--- Begin Document section ---

Skip to main content
⚡ Calmops

InfluxDB Basics: Getting Started with Time-Series Data

Introduction

Time-series data is the foundation of modern monitoring, IoT, and analytics applications. Whether you’re tracking server metrics, sensor readings, or financial prices, you need a database optimized for timestamped data. InfluxDB, built by InfluxData, is the leading open-source time-series database that handles high write and query throughput while providing a powerful query language.

InfluxDB differs from relational databases by natively understanding time. It provides specialized functions for time-series analysis, automatic data downsampling, and retention policies. In this article, we explore InfluxDB fundamentals: data model, line protocol, InfluxQL, and practical examples.

Understanding the Data Model

InfluxDB organizes data hierarchically: measurements, tags, fields, and timestamps.

Measurements

A measurement is like a SQL table containing time-series data:

measurement: cpu

This is similar to a table name in relational databases.

Tags and Fields

InfluxDB distinguishes between indexed and non-indexed data:

-- Tags: indexed, used for filtering (low cardinality)
-- Fields: not indexed, stored as values (high cardinality)

cpu,host=server01,region=us-west value=0.640000000000 170000000
|---|----------------------|----------------------|---|-------------------|
|   |        tags         |        tags          |   |     timestamp     |
|   |  (indexed, string)  |  (indexed, string)  |   |   (nanoseconds)   |
|   |                     |                     |   |                   |
measurement              field                  field value

Example:

cpu,host=server01,region=us-west temperature=72.5,usage=0.64 1700000000000000000

Line Protocol

Line protocol is the format for writing data to InfluxDB:

measurement,tag1=value1,tag2=value2 field1=value1,field2=value2 timestamp

Writing data using line protocol:

# Using InfluxDB CLI
influx write "cpu,host=server01,region=us-west temperature=72.5,usage=0.64"

--- End Document section ---
--- Begin Listed records ---

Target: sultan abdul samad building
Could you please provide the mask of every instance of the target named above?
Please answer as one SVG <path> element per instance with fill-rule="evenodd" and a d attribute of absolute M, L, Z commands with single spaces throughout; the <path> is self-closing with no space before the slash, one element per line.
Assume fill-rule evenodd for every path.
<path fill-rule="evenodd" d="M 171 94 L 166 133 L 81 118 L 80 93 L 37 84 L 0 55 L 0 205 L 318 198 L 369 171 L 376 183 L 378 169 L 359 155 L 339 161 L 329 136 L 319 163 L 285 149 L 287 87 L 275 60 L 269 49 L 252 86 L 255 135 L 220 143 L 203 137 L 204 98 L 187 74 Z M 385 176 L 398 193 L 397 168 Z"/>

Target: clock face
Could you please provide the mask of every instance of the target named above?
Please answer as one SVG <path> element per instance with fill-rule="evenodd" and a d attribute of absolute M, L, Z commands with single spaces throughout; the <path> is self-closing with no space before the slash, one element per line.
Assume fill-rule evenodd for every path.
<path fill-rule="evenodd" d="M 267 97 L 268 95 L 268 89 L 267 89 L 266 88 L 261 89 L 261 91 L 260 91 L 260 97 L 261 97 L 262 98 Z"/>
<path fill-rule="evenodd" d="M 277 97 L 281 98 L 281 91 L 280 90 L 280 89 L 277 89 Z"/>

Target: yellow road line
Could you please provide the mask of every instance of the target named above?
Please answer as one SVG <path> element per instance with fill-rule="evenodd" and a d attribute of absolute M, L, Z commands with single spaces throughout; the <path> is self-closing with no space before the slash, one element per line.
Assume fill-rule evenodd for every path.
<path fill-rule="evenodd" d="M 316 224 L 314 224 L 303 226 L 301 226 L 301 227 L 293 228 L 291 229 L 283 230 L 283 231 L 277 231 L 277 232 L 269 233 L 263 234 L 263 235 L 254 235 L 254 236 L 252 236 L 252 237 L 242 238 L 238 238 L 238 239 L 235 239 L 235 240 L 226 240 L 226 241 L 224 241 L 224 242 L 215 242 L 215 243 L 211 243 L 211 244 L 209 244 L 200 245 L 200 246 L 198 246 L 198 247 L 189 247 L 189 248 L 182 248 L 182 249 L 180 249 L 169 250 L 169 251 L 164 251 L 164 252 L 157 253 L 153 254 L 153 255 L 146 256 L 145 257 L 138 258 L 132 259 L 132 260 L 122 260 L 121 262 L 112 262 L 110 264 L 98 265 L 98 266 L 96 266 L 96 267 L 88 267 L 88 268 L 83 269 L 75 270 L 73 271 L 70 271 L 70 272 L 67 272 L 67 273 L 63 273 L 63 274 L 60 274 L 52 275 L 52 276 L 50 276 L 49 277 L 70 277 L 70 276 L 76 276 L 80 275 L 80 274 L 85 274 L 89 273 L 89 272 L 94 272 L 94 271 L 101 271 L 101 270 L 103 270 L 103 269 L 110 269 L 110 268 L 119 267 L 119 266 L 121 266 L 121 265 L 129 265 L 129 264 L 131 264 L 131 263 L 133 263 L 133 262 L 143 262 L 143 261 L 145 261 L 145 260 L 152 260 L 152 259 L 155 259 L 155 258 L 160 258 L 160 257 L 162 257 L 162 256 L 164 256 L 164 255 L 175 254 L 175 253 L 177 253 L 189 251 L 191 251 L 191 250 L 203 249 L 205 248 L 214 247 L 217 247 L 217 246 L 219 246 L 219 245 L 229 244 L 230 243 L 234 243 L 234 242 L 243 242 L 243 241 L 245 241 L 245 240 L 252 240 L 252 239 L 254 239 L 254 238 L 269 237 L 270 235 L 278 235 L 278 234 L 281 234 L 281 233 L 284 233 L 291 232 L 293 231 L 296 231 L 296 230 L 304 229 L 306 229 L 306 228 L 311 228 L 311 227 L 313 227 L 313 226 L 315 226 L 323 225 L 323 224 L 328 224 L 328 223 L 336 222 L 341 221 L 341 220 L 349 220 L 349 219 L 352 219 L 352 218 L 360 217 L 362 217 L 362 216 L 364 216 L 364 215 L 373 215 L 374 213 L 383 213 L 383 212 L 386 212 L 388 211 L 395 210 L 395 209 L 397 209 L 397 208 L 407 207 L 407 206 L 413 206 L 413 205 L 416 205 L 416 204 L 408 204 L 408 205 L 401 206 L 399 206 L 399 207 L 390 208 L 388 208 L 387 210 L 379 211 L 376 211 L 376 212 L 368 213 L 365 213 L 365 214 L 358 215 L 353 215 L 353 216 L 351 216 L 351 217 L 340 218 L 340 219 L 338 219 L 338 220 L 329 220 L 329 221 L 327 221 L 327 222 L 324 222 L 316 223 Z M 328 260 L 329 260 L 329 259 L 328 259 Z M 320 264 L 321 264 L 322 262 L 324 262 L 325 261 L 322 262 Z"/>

--- End Listed records ---

**Problems:**
A – Name every component that the InfluxDB article lists when it describes how InfluxDB organizes data hierarchically.
B – Resume the InfluxDB article immediately after its final line, the influx write command under "# Using InfluxDB CLI".

**Exercise responses:**
A – Measurements, tags, fields, and timestamps.

B –
# Multiple points
influx write \
  "cpu,host=server01,region=us-west temperature=72.5,usage=0.64 1700000000000000000" \
  "cpu,host=server02,region=us-east temperature=68.0,usage=0.58 1700000000000000000"

Timestamp Precision

Timestamps can be in different precisions:

# Nanoseconds (default)
influx write "cpu,host=server01 value=0.5 1700000000000000000"

# Seconds
influx write "cpu,host=server01 value=0.5 1700000000"

# Milliseconds
influx write "cpu,host=server01 value=0.5 1700000000000"

# Microseconds
influx write "cpu,host=server01 value=0.5 1700000000000000"

Installing InfluxDB

docker run -p 8086:8086 \
  -v influxdb2-data:/var/lib/influxdb2 \
  -v influxdb2-config:/etc/influxdb2 \
  --name influxdb \
  influxdb:2.7

Access the UI at http://localhost:8086 and create your initial organization and bucket.

Linux Installation

# Add InfluxData repository
wget -qO- https://repos.influxdata.com/influxdata-archive_compat.key | gpg --dearmor > /etc/apt/trusted.gpg.d/influxdata.gpg
echo 'deb [signed-by=/etc/apt/trusted.gpg.d/influxdata.gpg] https://repos.influxdata.com/debian stable main' | tee /etc/apt/sources.list.d/influxdata.list
apt update
apt install influxdb2

# Start service
systemctl start influxdb
systemctl enable influxdb

Configuration

Key configuration in /etc/influxdb2/config.yaml:

# HTTP bind address
http-bind-address: ":8086"

# Data directory
data-dir: "/var/lib/influxdb2"

# WAL directory
wal-dir: "/var/lib/influxdb2/wal"

# Retention settings
retention:
  enabled: true

InfluxQL: InfluxDB Query Language

InfluxQL is SQL-like query language for InfluxDB.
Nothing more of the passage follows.